- Work task -
Using the listing below, retype the line bearing "Target: black bluetooth speaker" and each line after it, word for word, and nothing further.

- Data to process -

━━━━━━━━

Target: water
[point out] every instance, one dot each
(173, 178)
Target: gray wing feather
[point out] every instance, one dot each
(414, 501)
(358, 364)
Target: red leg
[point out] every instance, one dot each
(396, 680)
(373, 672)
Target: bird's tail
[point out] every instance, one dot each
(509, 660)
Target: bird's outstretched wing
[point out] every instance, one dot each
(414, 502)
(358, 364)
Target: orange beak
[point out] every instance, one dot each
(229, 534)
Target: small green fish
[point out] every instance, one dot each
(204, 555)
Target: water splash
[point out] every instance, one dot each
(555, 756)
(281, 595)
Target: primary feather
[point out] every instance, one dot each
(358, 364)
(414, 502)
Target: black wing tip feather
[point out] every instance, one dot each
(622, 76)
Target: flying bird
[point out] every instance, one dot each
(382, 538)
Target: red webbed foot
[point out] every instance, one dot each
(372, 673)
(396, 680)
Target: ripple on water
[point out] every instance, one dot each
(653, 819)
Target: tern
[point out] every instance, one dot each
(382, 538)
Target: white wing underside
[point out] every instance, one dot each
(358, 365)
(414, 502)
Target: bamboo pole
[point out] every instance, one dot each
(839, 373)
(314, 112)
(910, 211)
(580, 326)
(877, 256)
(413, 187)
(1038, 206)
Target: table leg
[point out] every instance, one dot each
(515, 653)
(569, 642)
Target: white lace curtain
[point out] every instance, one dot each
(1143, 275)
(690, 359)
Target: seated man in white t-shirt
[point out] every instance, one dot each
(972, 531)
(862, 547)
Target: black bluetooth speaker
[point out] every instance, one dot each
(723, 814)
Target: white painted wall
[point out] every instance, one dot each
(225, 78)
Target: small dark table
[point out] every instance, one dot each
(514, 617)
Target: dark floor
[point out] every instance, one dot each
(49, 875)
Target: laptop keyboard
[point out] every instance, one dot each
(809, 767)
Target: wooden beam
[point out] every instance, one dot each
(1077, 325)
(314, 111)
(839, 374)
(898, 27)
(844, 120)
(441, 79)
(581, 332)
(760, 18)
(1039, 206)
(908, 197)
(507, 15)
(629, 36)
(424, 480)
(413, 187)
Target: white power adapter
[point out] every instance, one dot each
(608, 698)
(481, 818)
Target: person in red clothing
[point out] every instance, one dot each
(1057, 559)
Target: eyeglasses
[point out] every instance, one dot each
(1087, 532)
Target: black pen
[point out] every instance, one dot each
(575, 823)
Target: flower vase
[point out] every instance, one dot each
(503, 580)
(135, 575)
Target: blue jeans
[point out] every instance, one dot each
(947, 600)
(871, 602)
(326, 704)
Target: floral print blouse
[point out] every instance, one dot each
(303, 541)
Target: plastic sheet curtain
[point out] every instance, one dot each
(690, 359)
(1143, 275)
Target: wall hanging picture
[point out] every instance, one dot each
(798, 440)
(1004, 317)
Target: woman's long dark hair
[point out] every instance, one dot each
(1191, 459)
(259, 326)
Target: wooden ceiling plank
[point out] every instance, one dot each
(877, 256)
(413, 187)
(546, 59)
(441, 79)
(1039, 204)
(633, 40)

━━━━━━━━

- Reply to the exercise -
Target: black bluetooth speaker
[point out] every instance, one dot each
(723, 814)
Target: white painted wall
[point out] every instance, one dot each
(225, 78)
Target: small dark table
[point out] every instance, one dot each
(514, 617)
Target: dark floor
[point out] every instance, one dot each
(49, 875)
Target: laptop keyboard
[point out] every instance, one dot each
(809, 767)
Target: wooden beam
[point out] every instance, one dot each
(1077, 325)
(314, 111)
(839, 374)
(898, 27)
(844, 120)
(441, 79)
(581, 332)
(760, 18)
(1039, 206)
(908, 197)
(507, 15)
(629, 36)
(424, 480)
(413, 187)
Target: white power adapter
[point out] every instance, one dot each
(608, 698)
(481, 818)
Target: person in red clothing
[point out] every instance, one dot each
(1057, 559)
Target: eyeglasses
[point out] every instance, one dot each
(1087, 532)
Target: black pen
[point out] every instance, one dot each
(575, 823)
Target: flower vase
[point out] every instance, one dot each
(503, 580)
(135, 575)
Target: blue jeans
[point out] every instance, one dot each
(947, 600)
(871, 602)
(326, 704)
Target: floral print blouse
[point out] every instance, one dot each
(303, 541)
Target: plastic sheet curtain
[point out] every instance, one dot each
(690, 359)
(1143, 275)
Target: wall hanging picture
[point out] every instance, one dot each
(798, 440)
(1004, 317)
Target: woman's long dark hair
[point out] every instance, one dot each
(1191, 459)
(259, 326)
Target: wooden ceiling plank
[point out] every instance, one dot each
(877, 256)
(413, 187)
(546, 59)
(441, 79)
(1039, 204)
(633, 40)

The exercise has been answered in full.